Career

Celebrating the newly ordained Vinka Lucas - New Zealand's First Lady of Fashion

The Kiwi style icon receives an order of merit for her work.

By Lynley Ward
Her extravagant gowns have graced the pages of the New Zealand Woman's Weekly since the 1970s, her exquisitely crafted wedding dresses have adorned countless brides and her creativity has inspired a generation of fashion designers.
But for the recently honoured Vinka Lucas, now in her late 80s, it's the joy of seeing women transformed by her creations that has made every stitch worthwhile.
While it's been 10 years since the Auckland designer suffered a debilitating stroke, proud daughter Anita Turner-Williams says her talented mum was moved to tears when told about her New Zealand Order of Merit for services to the fashion industry and design.
"When we read her the Prime Minister's letter she was very happy, weren't you?" asks Anita, (54) gazing admiringly at Vinka as she dabs her eyes."She's just overjoyed. It's been a long time coming. A lot of people were surprised to learn she hadn't got it already, but she's not one to sing her own praises.
"I put a couple of posts on Vinka Design Facebook and our Instagram, and the accolades that came – she was just overwhelmed, weeping and laughing and just so happy to see that people still cared."
Anita says her mother wasn't only a visionary, setting up a one-stop bridal shop in the 1960s with her father David, but she turned heads with her own distinct style too.
"She was so colourful and flamboyant. The way she dressed and presented herself was just so different from most New Zealanders. She had the most amazing clothes and matching handbags, shoes, hats and gloves. I thought all mothers' wardrobes were like that and was absolutely shocked to find out this wasn't normal," laughs Anita.
Vinka (pictured, with daughter Anita in 1989) first opened her one-stop bridal shop, which Anita has now taken over, in the 1960s.
The second-generation designer daughter confesses she would steal into her glamorous mum's wardrobe to play dress-up as a youngster.
"While they were having dinner parties, we were in the closet having fun getting dressed."

• **TO BE DONE**:
**A)** In the article about Vinka Lucas, in which decade did she open her one-stop bridal shop?
**B)** Summarize the article about Vinka Lucas in two sentences.
**C)** Write the next part of the article on Vinka Lucas, continuing after its final sentence.

(Contour labeling entries)
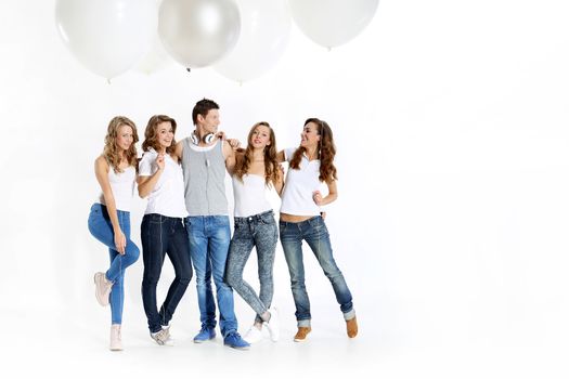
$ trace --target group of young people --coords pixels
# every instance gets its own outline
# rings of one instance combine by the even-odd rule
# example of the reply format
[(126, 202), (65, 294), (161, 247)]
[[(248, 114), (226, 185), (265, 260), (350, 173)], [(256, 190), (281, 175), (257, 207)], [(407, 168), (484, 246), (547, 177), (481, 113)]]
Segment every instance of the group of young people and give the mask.
[[(306, 240), (329, 279), (346, 321), (349, 338), (358, 334), (352, 296), (334, 261), (328, 231), (321, 206), (337, 198), (336, 148), (329, 126), (318, 118), (306, 120), (300, 145), (279, 152), (268, 122), (253, 126), (245, 148), (236, 140), (218, 133), (219, 106), (211, 100), (198, 101), (192, 112), (195, 130), (176, 142), (173, 118), (151, 117), (138, 158), (137, 127), (127, 117), (111, 120), (103, 154), (95, 160), (95, 175), (102, 194), (93, 204), (88, 225), (91, 234), (109, 252), (109, 267), (94, 275), (95, 297), (101, 305), (111, 304), (111, 350), (122, 350), (124, 277), (140, 249), (130, 237), (130, 208), (138, 185), (147, 198), (141, 224), (144, 274), (142, 300), (150, 335), (161, 345), (172, 344), (170, 321), (195, 271), (202, 327), (194, 342), (216, 338), (216, 285), (219, 327), (223, 343), (247, 349), (262, 339), (279, 340), (279, 313), (272, 306), (273, 263), (280, 237), (290, 274), (296, 305), (297, 342), (311, 331), (310, 301), (305, 286), (302, 240)], [(281, 162), (288, 162), (286, 179)], [(232, 178), (234, 232), (231, 236), (225, 171)], [(327, 186), (323, 196), (319, 188)], [(281, 196), (279, 226), (267, 190)], [(243, 279), (245, 264), (256, 248), (259, 295)], [(168, 256), (174, 270), (166, 299), (158, 309), (156, 287)], [(251, 306), (256, 318), (242, 338), (237, 332), (233, 289)]]

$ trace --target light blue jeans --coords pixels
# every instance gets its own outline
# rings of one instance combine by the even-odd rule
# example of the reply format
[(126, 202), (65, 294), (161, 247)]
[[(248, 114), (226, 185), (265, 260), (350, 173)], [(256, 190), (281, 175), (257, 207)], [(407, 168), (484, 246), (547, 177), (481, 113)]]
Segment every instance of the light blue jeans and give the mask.
[(346, 279), (334, 261), (328, 230), (322, 217), (316, 215), (302, 222), (279, 222), (281, 244), (290, 274), (290, 289), (295, 299), (298, 326), (310, 326), (310, 300), (305, 286), (305, 264), (302, 263), (302, 240), (308, 243), (316, 257), (324, 275), (329, 279), (336, 300), (345, 319), (355, 315), (352, 298)]
[(130, 239), (130, 212), (117, 210), (117, 217), (120, 230), (125, 234), (125, 237), (127, 237), (125, 254), (120, 254), (115, 250), (115, 233), (113, 232), (113, 224), (111, 223), (105, 206), (96, 202), (93, 204), (87, 222), (89, 232), (91, 232), (93, 237), (108, 247), (111, 266), (106, 271), (105, 276), (108, 280), (113, 282), (109, 296), (112, 324), (122, 324), (122, 306), (125, 303), (122, 282), (125, 278), (125, 270), (137, 262), (140, 256), (140, 249)]
[[(262, 322), (260, 315), (267, 312), (273, 300), (273, 264), (277, 238), (279, 231), (272, 210), (246, 218), (235, 218), (235, 232), (229, 247), (225, 283), (253, 308), (257, 313), (255, 321), (259, 323)], [(257, 250), (261, 285), (259, 296), (243, 279), (243, 270), (254, 247)]]
[(233, 290), (223, 282), (231, 230), (227, 215), (196, 215), (185, 219), (190, 254), (195, 270), (197, 302), (202, 328), (216, 327), (216, 303), (211, 274), (219, 306), (219, 327), (223, 337), (237, 331), (233, 310)]

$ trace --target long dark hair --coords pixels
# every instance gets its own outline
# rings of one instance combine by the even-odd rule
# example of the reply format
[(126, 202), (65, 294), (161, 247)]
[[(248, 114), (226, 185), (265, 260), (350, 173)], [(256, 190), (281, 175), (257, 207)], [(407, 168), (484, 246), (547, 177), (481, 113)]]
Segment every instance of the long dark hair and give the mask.
[[(305, 127), (308, 123), (314, 123), (316, 126), (318, 133), (320, 135), (319, 142), (319, 159), (320, 159), (320, 175), (319, 179), (321, 182), (329, 183), (338, 179), (338, 173), (336, 167), (334, 166), (334, 157), (336, 156), (336, 146), (334, 145), (334, 134), (326, 121), (318, 119), (315, 117), (309, 118), (305, 121)], [(290, 168), (295, 170), (300, 169), (300, 160), (302, 159), (302, 154), (306, 152), (306, 148), (299, 146), (293, 159), (290, 159)]]

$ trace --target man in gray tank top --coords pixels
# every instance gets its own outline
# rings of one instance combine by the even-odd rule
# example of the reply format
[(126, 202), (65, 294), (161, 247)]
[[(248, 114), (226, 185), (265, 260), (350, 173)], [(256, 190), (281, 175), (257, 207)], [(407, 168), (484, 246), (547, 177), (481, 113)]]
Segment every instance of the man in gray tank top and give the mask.
[(233, 290), (223, 283), (231, 240), (225, 167), (234, 161), (234, 153), (227, 141), (216, 135), (219, 126), (218, 104), (207, 99), (198, 101), (192, 118), (195, 130), (176, 145), (176, 155), (182, 161), (184, 174), (185, 206), (190, 214), (185, 219), (185, 228), (195, 270), (202, 322), (202, 329), (194, 337), (194, 342), (201, 343), (216, 337), (216, 303), (211, 290), (214, 275), (223, 343), (235, 349), (247, 349), (249, 344), (237, 332)]

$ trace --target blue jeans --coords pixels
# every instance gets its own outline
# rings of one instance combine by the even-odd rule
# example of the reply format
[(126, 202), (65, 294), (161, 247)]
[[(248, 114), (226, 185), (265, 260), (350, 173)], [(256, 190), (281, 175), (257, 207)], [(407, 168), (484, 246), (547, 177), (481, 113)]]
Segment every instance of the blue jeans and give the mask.
[(308, 243), (324, 274), (329, 279), (336, 300), (344, 313), (344, 318), (352, 318), (355, 313), (351, 293), (344, 275), (332, 256), (329, 235), (322, 217), (316, 215), (302, 222), (281, 221), (279, 226), (281, 230), (281, 244), (283, 245), (288, 273), (290, 274), (290, 289), (295, 299), (295, 315), (298, 326), (310, 326), (311, 318), (310, 300), (305, 286), (302, 239)]
[(227, 215), (196, 215), (185, 219), (190, 254), (195, 270), (197, 302), (202, 328), (216, 327), (216, 303), (211, 290), (211, 274), (216, 284), (219, 326), (223, 337), (237, 330), (233, 311), (233, 290), (223, 282), (231, 240)]
[[(256, 322), (267, 312), (273, 300), (273, 263), (279, 231), (273, 211), (246, 218), (235, 218), (235, 232), (229, 247), (225, 283), (229, 284), (257, 313)], [(258, 273), (261, 290), (259, 296), (243, 279), (243, 270), (253, 248), (257, 249)]]
[(89, 232), (91, 232), (93, 237), (108, 247), (111, 267), (108, 267), (105, 275), (108, 280), (113, 282), (109, 296), (112, 324), (122, 324), (122, 305), (125, 303), (122, 282), (125, 278), (125, 270), (134, 263), (140, 256), (139, 248), (130, 239), (130, 212), (117, 210), (117, 217), (120, 230), (125, 234), (125, 237), (127, 237), (125, 254), (120, 254), (115, 250), (115, 233), (113, 232), (113, 224), (111, 223), (105, 206), (96, 202), (93, 204), (87, 223)]
[[(141, 225), (142, 259), (142, 302), (148, 319), (148, 329), (156, 332), (168, 325), (178, 303), (192, 279), (190, 246), (182, 219), (161, 214), (145, 214)], [(176, 277), (158, 312), (156, 308), (156, 286), (160, 278), (164, 259), (168, 254)]]

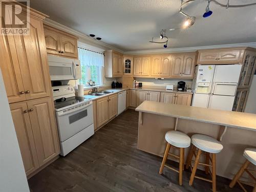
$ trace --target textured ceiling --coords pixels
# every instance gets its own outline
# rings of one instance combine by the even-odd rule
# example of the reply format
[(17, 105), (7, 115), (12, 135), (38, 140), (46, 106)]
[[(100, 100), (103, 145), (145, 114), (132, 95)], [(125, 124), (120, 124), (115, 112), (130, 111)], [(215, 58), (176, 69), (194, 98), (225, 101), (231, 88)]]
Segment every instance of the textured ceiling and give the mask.
[[(220, 0), (225, 3), (227, 0)], [(230, 3), (254, 0), (230, 0)], [(185, 17), (179, 13), (180, 0), (30, 0), (30, 6), (50, 18), (123, 51), (163, 49), (148, 42), (162, 29), (180, 27)], [(221, 7), (203, 18), (207, 2), (198, 0), (184, 8), (196, 16), (191, 28), (168, 31), (168, 48), (256, 41), (256, 6)]]

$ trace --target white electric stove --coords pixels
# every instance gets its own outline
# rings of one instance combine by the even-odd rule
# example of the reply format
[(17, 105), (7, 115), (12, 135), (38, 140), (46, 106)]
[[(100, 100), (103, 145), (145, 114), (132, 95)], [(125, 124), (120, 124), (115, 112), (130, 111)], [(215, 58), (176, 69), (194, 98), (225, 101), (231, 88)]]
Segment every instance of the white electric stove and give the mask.
[(61, 153), (65, 156), (94, 134), (92, 101), (71, 86), (52, 87)]

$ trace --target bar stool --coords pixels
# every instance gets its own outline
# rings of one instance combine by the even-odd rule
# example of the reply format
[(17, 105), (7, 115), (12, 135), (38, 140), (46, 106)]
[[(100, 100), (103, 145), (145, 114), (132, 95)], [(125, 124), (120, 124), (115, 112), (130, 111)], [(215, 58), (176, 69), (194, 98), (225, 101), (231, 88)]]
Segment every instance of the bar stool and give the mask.
[[(182, 172), (184, 170), (184, 148), (188, 147), (190, 145), (190, 138), (185, 134), (177, 131), (170, 131), (165, 134), (165, 140), (167, 145), (163, 158), (163, 161), (159, 170), (159, 174), (162, 174), (164, 166), (169, 168), (179, 173), (179, 184), (182, 185)], [(170, 148), (173, 147), (180, 151), (180, 156), (169, 153)], [(179, 170), (165, 165), (168, 155), (170, 155), (179, 160)]]
[[(222, 145), (216, 139), (211, 137), (202, 135), (195, 134), (191, 137), (191, 142), (193, 144), (190, 147), (189, 153), (187, 158), (186, 168), (188, 168), (190, 166), (191, 168), (191, 161), (193, 156), (195, 157), (195, 164), (193, 168), (191, 168), (189, 180), (189, 185), (192, 185), (195, 178), (203, 180), (212, 183), (212, 191), (216, 191), (216, 154), (220, 153), (223, 148)], [(197, 150), (197, 152), (196, 153)], [(202, 152), (205, 153), (202, 153)], [(200, 155), (205, 155), (205, 163), (199, 162)], [(211, 158), (210, 156), (211, 156)], [(211, 162), (211, 164), (209, 164), (209, 161)], [(201, 177), (196, 176), (197, 166), (198, 164), (205, 166), (205, 173), (208, 174), (210, 173), (211, 175), (212, 180), (207, 179)], [(209, 169), (211, 167), (211, 172)]]
[[(234, 178), (232, 180), (230, 184), (229, 184), (229, 187), (232, 188), (237, 182), (238, 183), (239, 185), (244, 190), (244, 191), (246, 192), (247, 190), (244, 188), (244, 186), (242, 185), (241, 181), (239, 180), (239, 178), (243, 175), (244, 172), (245, 171), (249, 176), (251, 177), (255, 182), (256, 178), (251, 174), (252, 173), (256, 173), (255, 170), (248, 169), (248, 166), (252, 163), (254, 165), (256, 165), (256, 148), (247, 148), (244, 151), (244, 156), (245, 157), (246, 160), (244, 163), (243, 165), (241, 166), (238, 172), (236, 174)], [(254, 185), (253, 192), (256, 192), (256, 183)]]

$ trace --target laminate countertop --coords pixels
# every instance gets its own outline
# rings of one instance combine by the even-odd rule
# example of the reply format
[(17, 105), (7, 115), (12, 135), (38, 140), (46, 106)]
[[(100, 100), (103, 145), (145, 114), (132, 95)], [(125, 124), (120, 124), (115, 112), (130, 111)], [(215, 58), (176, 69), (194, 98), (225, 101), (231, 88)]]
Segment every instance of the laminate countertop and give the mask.
[(140, 112), (201, 121), (256, 131), (256, 114), (145, 101)]

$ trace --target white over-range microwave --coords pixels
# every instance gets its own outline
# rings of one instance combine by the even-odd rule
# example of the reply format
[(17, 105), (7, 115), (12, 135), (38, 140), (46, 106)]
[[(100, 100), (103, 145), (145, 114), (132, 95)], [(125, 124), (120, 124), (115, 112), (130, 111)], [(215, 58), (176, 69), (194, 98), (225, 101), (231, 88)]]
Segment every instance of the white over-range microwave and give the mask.
[(81, 78), (80, 61), (48, 55), (51, 80), (78, 79)]

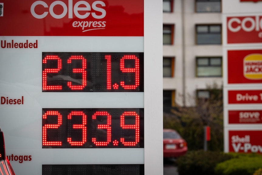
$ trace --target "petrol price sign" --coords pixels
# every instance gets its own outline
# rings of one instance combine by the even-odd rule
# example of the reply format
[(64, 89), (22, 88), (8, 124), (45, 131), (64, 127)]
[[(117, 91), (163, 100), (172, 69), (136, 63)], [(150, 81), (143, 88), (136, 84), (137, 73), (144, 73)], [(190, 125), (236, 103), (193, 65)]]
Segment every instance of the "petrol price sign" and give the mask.
[[(154, 74), (161, 69), (148, 68), (157, 49), (145, 55), (144, 33), (152, 31), (144, 28), (144, 3), (0, 0), (0, 127), (16, 173), (143, 175), (154, 168), (145, 167), (151, 142), (145, 141), (149, 117), (156, 118), (148, 111), (162, 112), (155, 82), (162, 83)], [(154, 107), (146, 107), (147, 92), (160, 99)], [(161, 136), (157, 123), (152, 128)]]

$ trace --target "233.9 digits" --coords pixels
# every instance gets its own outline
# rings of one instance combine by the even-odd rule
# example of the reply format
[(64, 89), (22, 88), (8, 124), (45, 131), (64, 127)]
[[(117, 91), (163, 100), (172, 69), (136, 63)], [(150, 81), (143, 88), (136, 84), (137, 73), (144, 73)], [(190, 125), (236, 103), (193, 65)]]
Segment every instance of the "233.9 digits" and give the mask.
[(143, 110), (43, 109), (43, 147), (141, 148), (143, 146)]

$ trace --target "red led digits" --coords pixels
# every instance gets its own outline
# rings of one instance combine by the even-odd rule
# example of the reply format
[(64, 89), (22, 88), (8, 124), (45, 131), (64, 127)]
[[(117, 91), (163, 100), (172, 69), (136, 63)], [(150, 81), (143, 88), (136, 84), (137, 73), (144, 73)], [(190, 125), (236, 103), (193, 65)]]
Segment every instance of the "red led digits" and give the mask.
[[(135, 68), (127, 68), (125, 67), (125, 60), (135, 60)], [(135, 85), (125, 85), (123, 81), (120, 82), (120, 85), (125, 89), (134, 89), (139, 86), (139, 60), (135, 55), (124, 55), (120, 60), (120, 70), (124, 73), (135, 72)]]
[(82, 123), (81, 124), (73, 124), (73, 129), (82, 129), (82, 141), (81, 142), (72, 141), (72, 138), (68, 137), (67, 141), (72, 146), (82, 146), (86, 142), (86, 115), (82, 111), (72, 111), (67, 116), (67, 119), (72, 119), (72, 115), (81, 115), (82, 117)]
[[(126, 116), (135, 116), (135, 124), (125, 124), (125, 118)], [(124, 138), (120, 138), (120, 141), (125, 146), (135, 146), (139, 142), (139, 116), (135, 112), (126, 111), (120, 116), (120, 126), (123, 129), (135, 130), (135, 142), (125, 142)]]
[(95, 120), (96, 116), (99, 115), (106, 116), (107, 117), (107, 124), (98, 124), (97, 128), (98, 129), (105, 129), (107, 130), (106, 142), (97, 142), (96, 138), (92, 138), (92, 142), (96, 146), (106, 146), (111, 142), (111, 120), (112, 117), (106, 111), (97, 111), (92, 116), (92, 119)]
[(106, 60), (106, 89), (111, 89), (111, 55), (105, 55)]
[(46, 64), (47, 60), (57, 60), (57, 68), (45, 68), (43, 71), (42, 75), (42, 87), (44, 90), (56, 90), (62, 89), (61, 86), (47, 86), (47, 74), (49, 73), (58, 73), (62, 68), (62, 61), (58, 56), (56, 55), (47, 55), (43, 60), (43, 63)]
[(67, 86), (72, 90), (82, 90), (86, 86), (86, 60), (81, 55), (73, 56), (67, 60), (67, 63), (71, 64), (72, 60), (82, 60), (82, 68), (74, 68), (73, 69), (73, 73), (82, 73), (82, 83), (81, 85), (72, 85), (71, 82), (68, 82)]
[(61, 146), (62, 142), (49, 141), (47, 140), (47, 129), (57, 129), (62, 124), (62, 116), (58, 111), (49, 111), (43, 115), (43, 119), (47, 119), (47, 116), (57, 116), (57, 124), (46, 124), (43, 126), (42, 131), (43, 144), (44, 146)]

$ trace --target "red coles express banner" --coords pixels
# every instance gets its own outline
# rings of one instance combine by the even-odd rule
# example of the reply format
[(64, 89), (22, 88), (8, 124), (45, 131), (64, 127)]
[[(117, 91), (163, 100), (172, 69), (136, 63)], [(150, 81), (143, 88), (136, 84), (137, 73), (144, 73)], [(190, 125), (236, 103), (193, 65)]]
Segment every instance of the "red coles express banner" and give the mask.
[(262, 103), (262, 90), (229, 90), (229, 104)]
[(261, 15), (228, 17), (228, 44), (262, 43), (261, 22)]
[(229, 110), (228, 123), (229, 124), (262, 124), (262, 110)]
[(262, 50), (228, 51), (228, 82), (262, 83)]
[(2, 36), (143, 36), (143, 0), (2, 0)]
[(229, 131), (229, 152), (262, 153), (262, 131)]

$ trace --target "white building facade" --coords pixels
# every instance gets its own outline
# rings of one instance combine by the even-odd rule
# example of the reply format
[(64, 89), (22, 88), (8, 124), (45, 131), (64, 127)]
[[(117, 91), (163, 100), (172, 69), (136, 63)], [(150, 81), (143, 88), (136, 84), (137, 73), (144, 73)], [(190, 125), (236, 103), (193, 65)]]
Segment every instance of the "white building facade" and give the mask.
[(163, 0), (164, 111), (223, 84), (221, 0)]

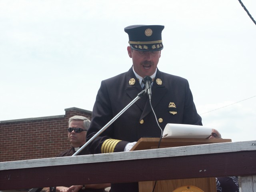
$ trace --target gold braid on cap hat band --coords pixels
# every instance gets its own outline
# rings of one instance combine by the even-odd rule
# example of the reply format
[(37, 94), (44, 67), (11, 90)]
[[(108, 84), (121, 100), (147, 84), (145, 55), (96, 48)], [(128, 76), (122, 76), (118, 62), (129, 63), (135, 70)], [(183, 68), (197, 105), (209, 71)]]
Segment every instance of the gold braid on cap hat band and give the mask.
[(162, 42), (162, 40), (152, 41), (129, 41), (129, 44), (137, 44), (138, 45), (154, 44), (155, 43), (160, 43)]

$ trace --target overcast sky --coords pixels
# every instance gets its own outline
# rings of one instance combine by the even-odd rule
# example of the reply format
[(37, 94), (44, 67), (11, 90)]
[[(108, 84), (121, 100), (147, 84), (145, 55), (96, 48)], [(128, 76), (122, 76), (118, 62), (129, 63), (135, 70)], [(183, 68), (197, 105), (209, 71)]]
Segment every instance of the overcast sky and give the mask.
[(0, 0), (0, 121), (92, 110), (134, 24), (165, 26), (158, 69), (188, 80), (204, 125), (255, 139), (256, 25), (235, 0)]

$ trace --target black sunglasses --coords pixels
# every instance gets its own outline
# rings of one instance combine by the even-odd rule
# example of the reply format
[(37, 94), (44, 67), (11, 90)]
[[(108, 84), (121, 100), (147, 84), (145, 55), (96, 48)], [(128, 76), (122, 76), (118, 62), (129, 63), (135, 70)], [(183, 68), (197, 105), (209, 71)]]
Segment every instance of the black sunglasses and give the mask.
[(82, 131), (87, 131), (87, 130), (82, 129), (81, 128), (72, 128), (72, 127), (69, 127), (68, 128), (68, 131), (70, 133), (71, 133), (74, 130), (75, 130), (75, 132), (78, 133), (80, 133)]

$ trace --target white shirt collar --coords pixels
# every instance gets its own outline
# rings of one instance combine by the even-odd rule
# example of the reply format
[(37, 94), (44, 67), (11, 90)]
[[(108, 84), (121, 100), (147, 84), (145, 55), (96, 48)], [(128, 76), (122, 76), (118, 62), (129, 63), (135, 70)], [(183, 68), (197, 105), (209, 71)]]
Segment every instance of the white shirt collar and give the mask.
[[(134, 73), (134, 74), (135, 75), (135, 76), (136, 77), (136, 78), (137, 78), (140, 81), (140, 84), (141, 84), (141, 82), (142, 81), (142, 79), (143, 79), (143, 78), (144, 77), (142, 77), (140, 76), (139, 75), (138, 75), (137, 73), (136, 73), (136, 72), (135, 72), (135, 71), (134, 71), (134, 69), (133, 68), (133, 66), (132, 66), (132, 70), (133, 70), (133, 72)], [(156, 69), (156, 71), (155, 71), (155, 72), (153, 74), (150, 76), (150, 77), (152, 78), (152, 79), (153, 79), (154, 78), (156, 77), (156, 71), (157, 71)], [(152, 82), (152, 83), (153, 84), (153, 82)]]

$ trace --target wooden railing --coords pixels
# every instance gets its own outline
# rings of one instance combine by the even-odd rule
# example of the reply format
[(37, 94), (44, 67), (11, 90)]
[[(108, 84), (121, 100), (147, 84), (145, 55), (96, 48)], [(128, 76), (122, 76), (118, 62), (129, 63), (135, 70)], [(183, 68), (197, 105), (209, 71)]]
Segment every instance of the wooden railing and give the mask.
[(232, 176), (256, 191), (256, 140), (2, 162), (0, 190)]

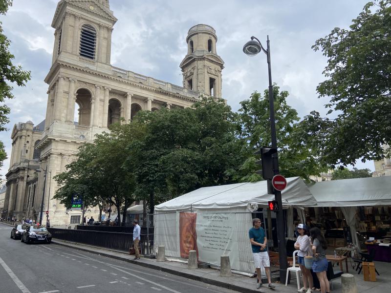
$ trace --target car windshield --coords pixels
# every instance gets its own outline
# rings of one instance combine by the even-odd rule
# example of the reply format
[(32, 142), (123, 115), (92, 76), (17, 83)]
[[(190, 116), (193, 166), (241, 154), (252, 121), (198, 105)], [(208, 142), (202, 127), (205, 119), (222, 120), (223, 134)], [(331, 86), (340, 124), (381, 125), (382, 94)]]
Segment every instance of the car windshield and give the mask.
[(46, 231), (47, 230), (45, 227), (31, 227), (30, 228), (30, 231), (34, 231), (37, 232), (38, 231)]

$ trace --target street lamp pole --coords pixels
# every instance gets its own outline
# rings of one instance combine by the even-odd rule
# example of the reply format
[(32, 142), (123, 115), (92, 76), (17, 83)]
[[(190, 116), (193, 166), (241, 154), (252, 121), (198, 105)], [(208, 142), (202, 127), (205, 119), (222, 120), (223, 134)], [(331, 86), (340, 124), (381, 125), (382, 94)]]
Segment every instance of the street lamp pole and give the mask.
[[(41, 172), (41, 170), (37, 169), (36, 170), (36, 172)], [(45, 188), (46, 187), (46, 177), (47, 174), (47, 165), (46, 166), (46, 168), (43, 170), (43, 176), (44, 180), (43, 180), (43, 191), (42, 194), (42, 201), (41, 202), (41, 212), (40, 212), (40, 225), (42, 225), (42, 216), (43, 213), (43, 200), (45, 198)]]
[[(256, 41), (255, 41), (256, 40)], [(263, 48), (261, 42), (255, 37), (251, 37), (251, 41), (248, 42), (243, 47), (243, 51), (250, 56), (255, 56), (261, 51), (264, 53), (267, 58), (267, 67), (269, 75), (269, 109), (270, 116), (270, 131), (271, 133), (272, 147), (277, 149), (277, 139), (276, 134), (276, 121), (274, 116), (274, 99), (273, 93), (273, 84), (272, 83), (272, 70), (270, 62), (270, 42), (269, 36), (267, 36), (266, 49)], [(278, 164), (278, 152), (273, 156), (273, 172), (274, 174), (279, 174)], [(280, 279), (283, 281), (285, 279), (286, 270), (288, 264), (286, 259), (286, 245), (285, 240), (285, 225), (284, 222), (283, 212), (282, 211), (282, 203), (281, 198), (281, 191), (275, 189), (272, 186), (271, 180), (268, 179), (268, 190), (273, 190), (274, 198), (278, 202), (281, 208), (276, 212), (277, 224), (277, 238), (278, 241), (279, 255), (280, 260)], [(271, 229), (271, 227), (269, 227)]]

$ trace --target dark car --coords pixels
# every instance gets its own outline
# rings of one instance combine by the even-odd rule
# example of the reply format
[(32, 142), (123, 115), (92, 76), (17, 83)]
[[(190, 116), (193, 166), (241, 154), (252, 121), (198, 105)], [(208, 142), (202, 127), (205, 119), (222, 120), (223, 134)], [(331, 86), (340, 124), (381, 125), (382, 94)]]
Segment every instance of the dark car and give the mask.
[(31, 242), (50, 243), (52, 241), (52, 234), (45, 227), (29, 226), (23, 232), (21, 241), (27, 244)]
[(11, 231), (11, 238), (13, 238), (15, 240), (21, 239), (23, 232), (28, 226), (21, 224), (16, 224), (15, 227), (12, 228), (12, 230)]

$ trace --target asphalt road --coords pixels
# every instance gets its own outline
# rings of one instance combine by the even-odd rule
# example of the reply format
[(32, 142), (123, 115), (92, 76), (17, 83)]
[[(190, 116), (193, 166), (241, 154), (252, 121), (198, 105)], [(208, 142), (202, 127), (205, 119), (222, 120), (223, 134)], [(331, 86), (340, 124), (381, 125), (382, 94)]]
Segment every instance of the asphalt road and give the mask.
[(54, 244), (27, 245), (0, 223), (1, 293), (234, 293)]

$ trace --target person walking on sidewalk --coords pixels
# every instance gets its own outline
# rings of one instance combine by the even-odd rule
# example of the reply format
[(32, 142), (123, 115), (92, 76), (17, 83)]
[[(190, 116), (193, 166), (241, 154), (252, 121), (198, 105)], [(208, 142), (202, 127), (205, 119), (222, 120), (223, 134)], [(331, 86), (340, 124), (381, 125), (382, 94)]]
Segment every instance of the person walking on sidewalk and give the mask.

• **TASK ANSWERS**:
**A)** The 1960s.

**B)** Auckland designer Vinka Lucas, now in her late 80s, has received a New Zealand Order of Merit for services to the fashion industry and design, and her daughter Anita Turner-Williams says the honor and the public's response moved her to tears. Anita describes her mother's colorful, flamboyant style and the one-stop bridal shop Vinka opened in the 1960s, which Anita has now taken over.

**C)**
She says her Yugoslavian-born mother, who learned her craft at the Academy of Dress & Design in Zagreb, was always intuitive with design.
"She would just cut straight into expensive beadings and laces with no fear where most people would be second guessing. She was quite extraordinary to watch work."
After establishing the first fashion house in New Zealand, Vinka was routinely called on to dress beauty queens in evening gowns and national costumes for international pageants.
She came to the rescue of 1970s Motown group The Platters, outfitting them in just three days when their suitcases of performance costumes went missing ahead of an eight-week tour here.
There was also at least two royal appointments dressing a Tongan princess in a bespoke wedding gown ahead of her big day, as well as staging a fashion show famously attended by Princess Margaret.
Vinka's own wedding gown featured a staggering 500 metres of hand-pleated tulle and chantilly lace, with the leading bridal designer telling the Weekly that 40 years ago it was "the greatest monster I have ever created".
And while her couturier career spanned an impressive five decades, including business ventures in the Middle East and the US during the 1980s, coming up with fresh ideas was never an issue.
"No, never. Too many," she says, her speech affected by the stroke.
With Anita assuming her mother's mantle at the Queen Street studio in the heart of Auckland's CBD, she tells us getting Vinka's seal of approval is still important.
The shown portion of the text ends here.